● **INPUT RECORDS**:
++++++++++
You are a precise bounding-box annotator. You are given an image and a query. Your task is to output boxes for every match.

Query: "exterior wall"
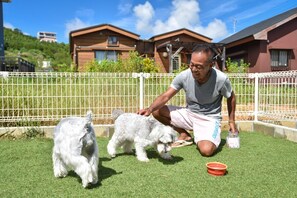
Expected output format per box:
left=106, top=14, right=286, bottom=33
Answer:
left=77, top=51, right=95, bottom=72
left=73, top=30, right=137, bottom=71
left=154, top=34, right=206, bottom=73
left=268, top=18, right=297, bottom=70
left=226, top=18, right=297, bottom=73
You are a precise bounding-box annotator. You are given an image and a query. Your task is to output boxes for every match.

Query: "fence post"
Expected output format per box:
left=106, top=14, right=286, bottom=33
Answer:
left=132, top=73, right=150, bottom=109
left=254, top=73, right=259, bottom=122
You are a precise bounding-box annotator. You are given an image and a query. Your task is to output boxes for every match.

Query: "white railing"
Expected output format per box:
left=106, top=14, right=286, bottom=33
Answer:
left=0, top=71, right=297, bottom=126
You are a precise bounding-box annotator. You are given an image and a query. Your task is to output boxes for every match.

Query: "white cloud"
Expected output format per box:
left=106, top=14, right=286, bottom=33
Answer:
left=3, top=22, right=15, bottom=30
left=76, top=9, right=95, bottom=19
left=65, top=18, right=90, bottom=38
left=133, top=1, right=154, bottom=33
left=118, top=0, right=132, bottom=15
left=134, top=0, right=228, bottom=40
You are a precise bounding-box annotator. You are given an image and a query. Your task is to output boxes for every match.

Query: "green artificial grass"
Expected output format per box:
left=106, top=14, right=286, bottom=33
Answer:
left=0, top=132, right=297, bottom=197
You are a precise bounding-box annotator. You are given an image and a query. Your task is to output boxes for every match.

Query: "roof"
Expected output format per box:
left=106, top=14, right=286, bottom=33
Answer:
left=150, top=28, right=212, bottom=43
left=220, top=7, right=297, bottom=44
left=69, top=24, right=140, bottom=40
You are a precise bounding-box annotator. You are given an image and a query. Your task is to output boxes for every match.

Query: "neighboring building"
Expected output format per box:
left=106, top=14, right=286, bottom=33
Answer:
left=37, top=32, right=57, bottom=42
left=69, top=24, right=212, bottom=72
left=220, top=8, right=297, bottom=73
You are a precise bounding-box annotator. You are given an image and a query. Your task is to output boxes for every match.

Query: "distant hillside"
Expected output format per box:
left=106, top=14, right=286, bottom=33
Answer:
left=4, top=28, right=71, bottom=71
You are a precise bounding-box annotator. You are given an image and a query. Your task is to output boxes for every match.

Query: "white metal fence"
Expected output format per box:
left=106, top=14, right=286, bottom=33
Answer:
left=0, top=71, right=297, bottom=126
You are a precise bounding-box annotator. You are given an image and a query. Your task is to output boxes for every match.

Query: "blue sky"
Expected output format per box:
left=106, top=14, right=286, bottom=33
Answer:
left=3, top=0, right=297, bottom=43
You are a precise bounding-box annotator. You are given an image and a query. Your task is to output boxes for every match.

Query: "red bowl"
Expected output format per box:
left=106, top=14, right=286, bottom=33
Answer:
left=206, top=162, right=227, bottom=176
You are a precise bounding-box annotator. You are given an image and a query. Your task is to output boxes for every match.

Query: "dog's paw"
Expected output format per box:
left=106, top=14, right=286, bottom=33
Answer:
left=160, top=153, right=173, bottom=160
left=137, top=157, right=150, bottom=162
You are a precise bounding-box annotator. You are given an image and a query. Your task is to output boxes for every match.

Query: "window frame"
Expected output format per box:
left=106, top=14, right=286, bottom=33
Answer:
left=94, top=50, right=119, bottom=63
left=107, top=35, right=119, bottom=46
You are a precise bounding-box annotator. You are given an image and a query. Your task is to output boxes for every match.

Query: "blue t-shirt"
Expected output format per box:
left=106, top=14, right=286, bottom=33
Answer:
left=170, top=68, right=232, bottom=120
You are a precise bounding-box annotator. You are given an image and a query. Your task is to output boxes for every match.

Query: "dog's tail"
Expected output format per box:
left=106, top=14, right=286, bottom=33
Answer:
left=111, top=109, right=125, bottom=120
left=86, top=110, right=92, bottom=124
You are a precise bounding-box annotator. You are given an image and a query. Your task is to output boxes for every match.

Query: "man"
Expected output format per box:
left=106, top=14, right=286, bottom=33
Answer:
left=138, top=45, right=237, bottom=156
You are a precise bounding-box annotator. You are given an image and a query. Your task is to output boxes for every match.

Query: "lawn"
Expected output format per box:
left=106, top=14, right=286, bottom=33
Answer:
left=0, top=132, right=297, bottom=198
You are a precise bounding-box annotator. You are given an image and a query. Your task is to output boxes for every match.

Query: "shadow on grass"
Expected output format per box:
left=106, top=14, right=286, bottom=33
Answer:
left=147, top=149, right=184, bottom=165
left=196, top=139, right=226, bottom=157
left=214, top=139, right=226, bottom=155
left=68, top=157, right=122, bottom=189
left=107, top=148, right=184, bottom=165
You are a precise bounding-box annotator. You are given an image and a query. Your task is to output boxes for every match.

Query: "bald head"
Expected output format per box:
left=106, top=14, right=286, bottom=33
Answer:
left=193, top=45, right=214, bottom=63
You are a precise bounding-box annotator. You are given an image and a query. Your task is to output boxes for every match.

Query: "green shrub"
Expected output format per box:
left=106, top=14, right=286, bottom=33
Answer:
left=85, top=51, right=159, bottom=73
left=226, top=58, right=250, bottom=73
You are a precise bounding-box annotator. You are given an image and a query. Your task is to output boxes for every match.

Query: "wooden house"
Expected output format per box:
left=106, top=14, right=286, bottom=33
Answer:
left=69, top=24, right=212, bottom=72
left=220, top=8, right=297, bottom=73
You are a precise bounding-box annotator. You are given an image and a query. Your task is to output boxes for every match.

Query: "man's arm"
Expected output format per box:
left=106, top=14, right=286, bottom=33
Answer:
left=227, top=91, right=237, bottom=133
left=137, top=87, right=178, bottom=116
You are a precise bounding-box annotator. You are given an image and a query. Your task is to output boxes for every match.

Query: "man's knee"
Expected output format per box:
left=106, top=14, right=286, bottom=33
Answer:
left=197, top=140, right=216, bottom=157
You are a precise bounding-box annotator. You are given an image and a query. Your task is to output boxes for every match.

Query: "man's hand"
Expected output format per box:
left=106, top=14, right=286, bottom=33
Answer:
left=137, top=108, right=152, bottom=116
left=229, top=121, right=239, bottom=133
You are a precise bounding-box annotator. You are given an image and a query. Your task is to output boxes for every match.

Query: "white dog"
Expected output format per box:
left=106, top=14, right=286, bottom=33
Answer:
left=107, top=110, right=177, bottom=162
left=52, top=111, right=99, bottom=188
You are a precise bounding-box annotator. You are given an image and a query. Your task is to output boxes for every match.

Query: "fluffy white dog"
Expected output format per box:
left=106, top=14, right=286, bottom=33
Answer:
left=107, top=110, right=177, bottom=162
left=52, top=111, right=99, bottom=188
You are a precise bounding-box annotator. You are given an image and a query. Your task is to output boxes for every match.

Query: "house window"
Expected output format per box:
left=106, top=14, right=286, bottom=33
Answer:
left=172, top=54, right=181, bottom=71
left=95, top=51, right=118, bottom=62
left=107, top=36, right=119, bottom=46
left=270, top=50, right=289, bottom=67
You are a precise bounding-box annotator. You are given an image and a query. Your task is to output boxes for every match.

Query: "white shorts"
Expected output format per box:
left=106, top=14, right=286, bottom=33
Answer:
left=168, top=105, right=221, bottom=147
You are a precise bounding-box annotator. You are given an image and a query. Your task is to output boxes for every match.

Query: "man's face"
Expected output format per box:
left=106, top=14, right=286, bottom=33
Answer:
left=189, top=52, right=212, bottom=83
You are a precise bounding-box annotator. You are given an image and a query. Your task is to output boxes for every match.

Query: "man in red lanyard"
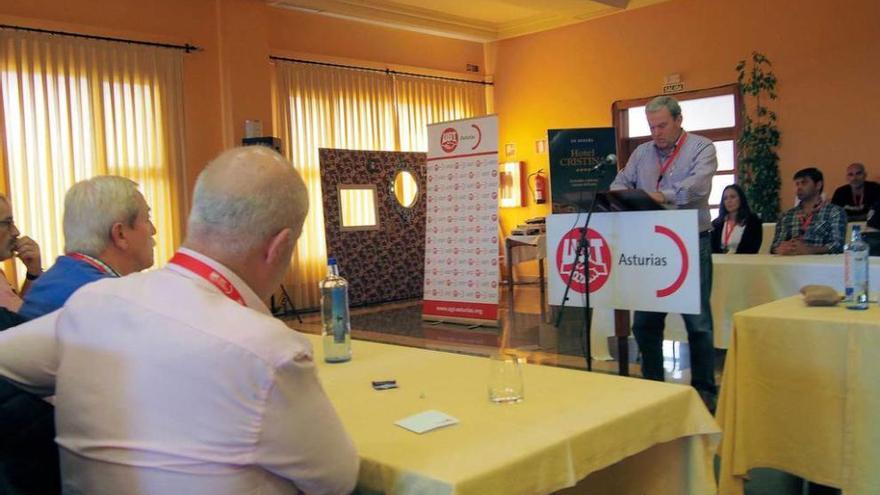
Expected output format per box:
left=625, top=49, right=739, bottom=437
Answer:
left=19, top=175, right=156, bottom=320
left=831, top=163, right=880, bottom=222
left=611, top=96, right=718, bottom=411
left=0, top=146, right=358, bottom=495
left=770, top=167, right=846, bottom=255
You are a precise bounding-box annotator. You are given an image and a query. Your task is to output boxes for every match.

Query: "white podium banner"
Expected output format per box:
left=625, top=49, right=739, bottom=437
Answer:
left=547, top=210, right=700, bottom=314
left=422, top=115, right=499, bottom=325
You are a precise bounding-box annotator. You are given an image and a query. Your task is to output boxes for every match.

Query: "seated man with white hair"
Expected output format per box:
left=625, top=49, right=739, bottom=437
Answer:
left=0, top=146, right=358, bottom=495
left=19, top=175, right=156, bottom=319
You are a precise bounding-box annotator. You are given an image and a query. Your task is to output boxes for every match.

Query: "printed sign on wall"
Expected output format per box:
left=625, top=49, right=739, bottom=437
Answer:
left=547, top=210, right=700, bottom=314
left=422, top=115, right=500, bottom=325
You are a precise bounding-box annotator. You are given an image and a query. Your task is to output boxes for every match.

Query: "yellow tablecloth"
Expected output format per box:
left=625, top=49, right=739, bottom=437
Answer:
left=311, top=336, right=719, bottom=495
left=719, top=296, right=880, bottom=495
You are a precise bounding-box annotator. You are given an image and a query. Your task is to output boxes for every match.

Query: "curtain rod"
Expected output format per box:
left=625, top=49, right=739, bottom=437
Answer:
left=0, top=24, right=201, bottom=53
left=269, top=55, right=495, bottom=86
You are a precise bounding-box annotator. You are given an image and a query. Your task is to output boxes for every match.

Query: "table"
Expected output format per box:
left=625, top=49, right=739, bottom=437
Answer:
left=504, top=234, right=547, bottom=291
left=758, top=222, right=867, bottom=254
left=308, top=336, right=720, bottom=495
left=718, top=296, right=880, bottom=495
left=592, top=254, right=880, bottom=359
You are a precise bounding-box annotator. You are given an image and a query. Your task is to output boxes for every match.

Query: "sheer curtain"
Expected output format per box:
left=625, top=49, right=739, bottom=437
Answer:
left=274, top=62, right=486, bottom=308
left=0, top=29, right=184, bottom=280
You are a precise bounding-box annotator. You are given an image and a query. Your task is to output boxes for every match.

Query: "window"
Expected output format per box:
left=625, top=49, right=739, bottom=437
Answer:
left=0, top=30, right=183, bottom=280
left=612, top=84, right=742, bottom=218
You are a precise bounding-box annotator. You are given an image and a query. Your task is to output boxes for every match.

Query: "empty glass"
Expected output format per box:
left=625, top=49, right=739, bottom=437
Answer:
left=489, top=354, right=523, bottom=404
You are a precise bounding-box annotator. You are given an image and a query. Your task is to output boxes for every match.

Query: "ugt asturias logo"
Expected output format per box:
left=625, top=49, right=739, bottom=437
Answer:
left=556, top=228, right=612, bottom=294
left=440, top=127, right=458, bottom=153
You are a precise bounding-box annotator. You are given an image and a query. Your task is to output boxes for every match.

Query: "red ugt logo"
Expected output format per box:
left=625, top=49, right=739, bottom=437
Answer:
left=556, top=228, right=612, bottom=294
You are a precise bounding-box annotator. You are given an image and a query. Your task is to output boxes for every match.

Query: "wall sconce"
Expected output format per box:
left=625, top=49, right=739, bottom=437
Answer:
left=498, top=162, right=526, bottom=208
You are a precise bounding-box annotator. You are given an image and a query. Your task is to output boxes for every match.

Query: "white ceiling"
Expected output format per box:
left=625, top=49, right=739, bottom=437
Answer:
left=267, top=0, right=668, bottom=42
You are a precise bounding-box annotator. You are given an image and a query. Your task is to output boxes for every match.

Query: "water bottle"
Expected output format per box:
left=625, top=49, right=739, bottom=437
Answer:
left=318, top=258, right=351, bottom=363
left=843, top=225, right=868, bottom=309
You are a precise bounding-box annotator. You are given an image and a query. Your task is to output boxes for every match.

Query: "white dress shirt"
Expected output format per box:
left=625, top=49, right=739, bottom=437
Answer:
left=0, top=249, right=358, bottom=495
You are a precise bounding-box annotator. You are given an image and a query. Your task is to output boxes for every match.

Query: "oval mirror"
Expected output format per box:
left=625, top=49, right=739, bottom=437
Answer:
++++++++++
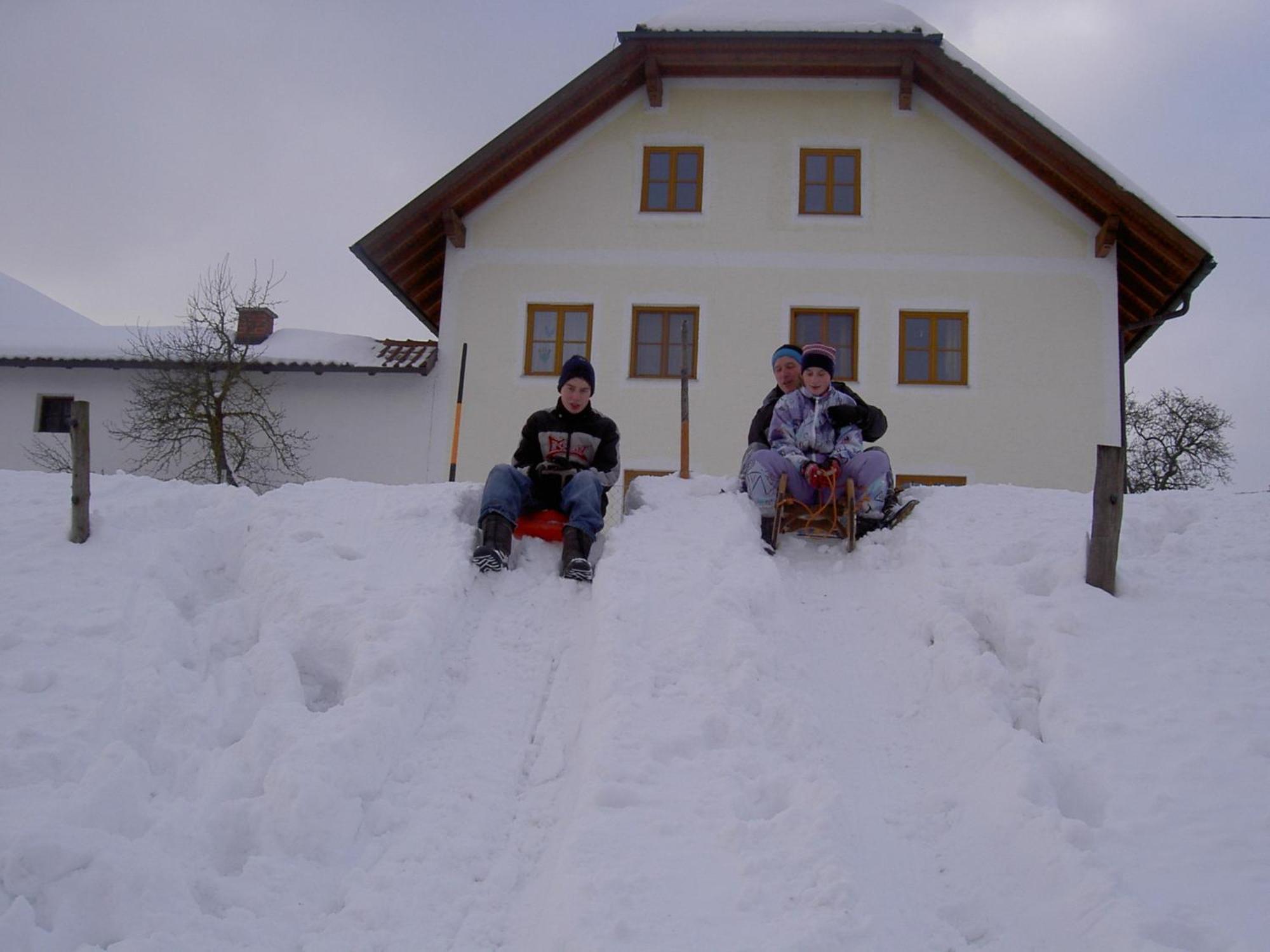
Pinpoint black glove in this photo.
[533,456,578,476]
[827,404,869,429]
++++++++++
● **EXERCISE BRIEF**:
Show every line of the entries above that contains the word "grass", copying each line in full.

● **EXERCISE SOLUTION**:
Query: "green artificial grass"
Query: "shadow on grass"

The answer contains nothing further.